EXERCISE DIRECTIONS:
Set down all of the data again, character for character.

RECORDS SUPPLIED:
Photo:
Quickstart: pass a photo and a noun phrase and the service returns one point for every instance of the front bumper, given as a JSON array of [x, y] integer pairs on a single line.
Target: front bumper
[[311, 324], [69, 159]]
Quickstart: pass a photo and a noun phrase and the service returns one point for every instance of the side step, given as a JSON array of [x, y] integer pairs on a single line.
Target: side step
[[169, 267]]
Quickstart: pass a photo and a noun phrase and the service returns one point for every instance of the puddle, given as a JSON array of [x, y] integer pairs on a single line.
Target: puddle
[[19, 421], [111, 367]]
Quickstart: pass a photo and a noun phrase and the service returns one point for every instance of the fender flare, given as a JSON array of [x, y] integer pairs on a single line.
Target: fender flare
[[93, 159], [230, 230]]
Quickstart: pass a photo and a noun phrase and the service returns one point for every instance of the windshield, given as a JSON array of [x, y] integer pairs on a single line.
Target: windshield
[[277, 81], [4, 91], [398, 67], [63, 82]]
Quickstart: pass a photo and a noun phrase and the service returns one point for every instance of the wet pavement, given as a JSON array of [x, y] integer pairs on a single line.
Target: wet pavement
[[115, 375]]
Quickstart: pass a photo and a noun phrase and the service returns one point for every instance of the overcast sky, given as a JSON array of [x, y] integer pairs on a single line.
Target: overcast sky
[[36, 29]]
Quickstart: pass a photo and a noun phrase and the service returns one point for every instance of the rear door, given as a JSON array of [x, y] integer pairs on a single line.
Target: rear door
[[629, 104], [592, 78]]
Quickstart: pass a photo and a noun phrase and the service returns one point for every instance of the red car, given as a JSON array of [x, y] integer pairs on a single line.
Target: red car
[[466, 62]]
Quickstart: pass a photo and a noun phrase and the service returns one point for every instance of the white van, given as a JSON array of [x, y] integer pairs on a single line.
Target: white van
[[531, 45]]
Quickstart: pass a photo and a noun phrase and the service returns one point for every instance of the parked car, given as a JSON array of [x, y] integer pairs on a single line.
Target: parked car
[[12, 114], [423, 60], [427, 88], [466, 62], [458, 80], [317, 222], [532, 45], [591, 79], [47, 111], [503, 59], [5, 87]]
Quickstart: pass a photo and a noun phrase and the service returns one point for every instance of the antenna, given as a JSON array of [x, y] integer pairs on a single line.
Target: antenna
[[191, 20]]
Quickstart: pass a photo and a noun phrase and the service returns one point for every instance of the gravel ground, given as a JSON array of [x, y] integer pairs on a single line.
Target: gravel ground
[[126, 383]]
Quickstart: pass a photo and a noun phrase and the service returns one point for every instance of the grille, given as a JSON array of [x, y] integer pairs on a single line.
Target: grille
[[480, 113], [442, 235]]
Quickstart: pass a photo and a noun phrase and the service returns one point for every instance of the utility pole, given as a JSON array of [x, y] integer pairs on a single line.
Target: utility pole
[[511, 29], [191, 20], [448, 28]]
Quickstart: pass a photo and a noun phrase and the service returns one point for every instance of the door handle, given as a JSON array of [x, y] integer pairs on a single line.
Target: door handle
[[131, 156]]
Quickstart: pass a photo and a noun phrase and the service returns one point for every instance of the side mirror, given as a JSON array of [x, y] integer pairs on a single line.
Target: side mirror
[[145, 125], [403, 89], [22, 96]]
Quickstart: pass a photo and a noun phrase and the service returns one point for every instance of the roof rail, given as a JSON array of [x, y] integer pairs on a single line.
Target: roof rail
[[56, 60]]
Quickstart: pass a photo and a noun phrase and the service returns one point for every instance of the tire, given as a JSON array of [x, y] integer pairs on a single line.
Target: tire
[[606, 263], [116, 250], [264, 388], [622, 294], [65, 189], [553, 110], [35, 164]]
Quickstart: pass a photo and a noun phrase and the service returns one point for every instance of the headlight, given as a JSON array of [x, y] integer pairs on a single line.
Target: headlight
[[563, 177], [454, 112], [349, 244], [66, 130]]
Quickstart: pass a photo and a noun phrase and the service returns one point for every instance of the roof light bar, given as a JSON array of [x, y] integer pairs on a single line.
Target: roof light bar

EXPECTED ANSWER:
Photo:
Quickstart: pass a photo and a noun phrase and the service returns one point for every instance of the front bumper, given as a JSON array of [x, y] integer pairs on a single line.
Target: front bumper
[[311, 324], [69, 159]]
Quickstart: pass a photo and a noun phrase and the service returns one point for every instance of the side step, given as a JSON array of [x, y] integer pairs on a single line.
Target: side step
[[169, 267]]
Quickstart: pass a photo and a noun phrase and the service returns one point for every instance of the puddle, given as a JSON array of [x, y] integer pairs on a single line.
Target: puddle
[[19, 421], [111, 367]]
Quickstart: pass a photo and a noun phrase and the service returns one point for every instance of the fender flare, given as a JSON array of [x, y] integer pairs on a single line.
Target: fender flare
[[93, 159], [230, 230]]
Quickstart: pass a photo and a noun phrase and the service returns one point for every instance of the windshield, given as a JSON array of [x, y] integer pairs on a single line.
Target: windshield
[[277, 81], [4, 91], [398, 67], [63, 82]]
Quickstart: pass a photo and a noun phrase and the service returns one point for every instance of the wet pavement, given as a JSON array of [x, y] integer pairs on a single line.
Target: wet pavement
[[115, 375]]
Quickstart: pass a photo and a noun phrase and the service returns one point for every instance of the overcast sky, given as a JSON array of [x, y] integer pairs on a single line.
Target: overcast sky
[[36, 29]]
Quickstart: pass a photo and a noun phrase and the service returns one point for every instance of the rear door, given as a JSON array of [x, y] integer pairs on a single line.
Target: rear door
[[629, 104], [592, 78]]
Quickstart: pass a photo and a noun phrase and the service returns one point for every instance of the red car, given as a JSON array of [x, y] integer pairs on a single line.
Target: red car
[[466, 62]]
Quickstart: pass a photo and a noun phrase and the service returns one point for every instance of the white van, given as a JSON array of [x, y] integer pairs on a single line.
Target: white van
[[531, 45]]
Quickstart: pass a photo and a noun phrase and the service returns one point for every instance of the parked car, given as a JSON array of [x, y] integer pairs on a single line.
Target: parked car
[[12, 114], [423, 60], [427, 88], [466, 62], [458, 80], [317, 222], [532, 45], [591, 79], [47, 111], [503, 59], [5, 87]]
Quickstart: pass a photo and a noun phrase and the service returns one point for every instance of the antenna, given as a JSON array of [x, y] integer pairs on a single line.
Target: antenna
[[191, 20]]
Quickstart: pass a photo and a noun phrase and the service returns one point for every instance of the gravel ground, given as a JSON array of [x, y] integer pairs on a single line.
Target: gravel ground
[[126, 383]]
Quickstart: pass a photo and a noun phrase and the service returns one point for every instance of the grille, given as a JSON array of [x, y] integer pairs on a single line.
Target: grille
[[480, 113], [442, 235]]
Quickstart: pass a photo and a noun phrase and the service returns one point for every instance of the utility pole, given as a JSON array of [x, y] integer pairs on a single line.
Target: utility pole
[[511, 29], [191, 20], [448, 28]]
Quickstart: pass a photo and a noun phrase and the service returns one point for every instance of the door handle, given as a JSON array of [x, y] integer pairs on a single line.
Target: door handle
[[131, 156]]
Quickstart: pass a photo and a noun phrase and the service returns one point for every instance of the side mirror, given as a JSON array of [x, y] integer pairs on a single line.
Target: side mirror
[[145, 125], [403, 89], [22, 96]]
Quickstart: pass a photo and a noun phrase and the service returns one point for every instance of the roof rail, given as a JSON array of [x, y] integer pairs on a single line.
Target: roof rail
[[56, 60]]
Quickstart: pass a photo and a noun phrase and the service returns one point for every instance of the tire, given as a JSON array of [x, y] integer pairs on a single line.
Target: tire
[[606, 263], [116, 250], [264, 388], [622, 294], [65, 189], [553, 110], [35, 164]]
Quickstart: pass a photo and a noun phrase and the service returns one point for every instance of the headlight, given as a JSON array of [x, y] integer pairs on a single line.
Target: headlight
[[563, 177], [454, 112], [349, 244], [66, 130]]
Quickstart: pass a photo and a noun phrase and the service returns one point for every instance of the roof light bar, given as a JSON array of [x, y] integer pairs on a single line.
Target: roof light bar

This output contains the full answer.